◆ Extracted text:
Matrix and vector notation

This file includes simp lemmas for applying operations in Data.Matrix.Basic to values built out of the matrix notation ![a, b] = vecCons a (vecCons b vecEmpty) defined in Data.Fin.VecNotation.

This also provides the new notation !![a, b; c, d] = Matrix.of ![![a, b], ![c, d]]. This notation also works for empty matrices; !![,,,] : Matrix (Fin 0) (Fin 3) and !![;;;] : Matrix (Fin 3) (Fin 0).

Implementation notes

The simp lemmas require that one of the arguments is of the form vecCons _ _. This ensures simp works with entries only when (some) entries are already given. In other words, this notation will only appear in the output of simp if it already appears in the input.

◆ Task description: Rewrite the passage of the matrix notation text that begins with the words containing "The simp lemmas" and ends with "in the input.", putting "syntax" in place of "notation".

Location labeling records:
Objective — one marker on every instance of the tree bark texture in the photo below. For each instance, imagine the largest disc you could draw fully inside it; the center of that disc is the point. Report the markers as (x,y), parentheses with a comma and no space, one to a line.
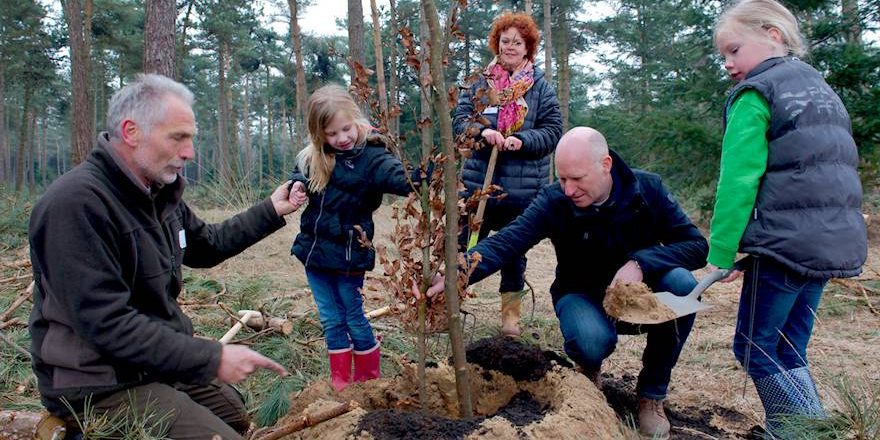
(427,138)
(159,27)
(564,71)
(301,88)
(79,24)
(852,23)
(4,146)
(380,66)
(450,177)
(393,87)
(355,36)
(548,60)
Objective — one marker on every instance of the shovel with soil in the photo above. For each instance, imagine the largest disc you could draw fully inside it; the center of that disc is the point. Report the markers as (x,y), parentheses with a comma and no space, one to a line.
(635,303)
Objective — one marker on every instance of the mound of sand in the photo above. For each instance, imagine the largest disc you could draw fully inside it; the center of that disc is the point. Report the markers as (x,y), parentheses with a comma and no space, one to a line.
(636,303)
(561,404)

◆ The completed task:
The simp lemmas require that one of the arguments is of the form vecCons _ _. This ensures simp works with entries only when (some) entries are already given. In other words, this syntax will only appear in the output of simp if it already appears in the input.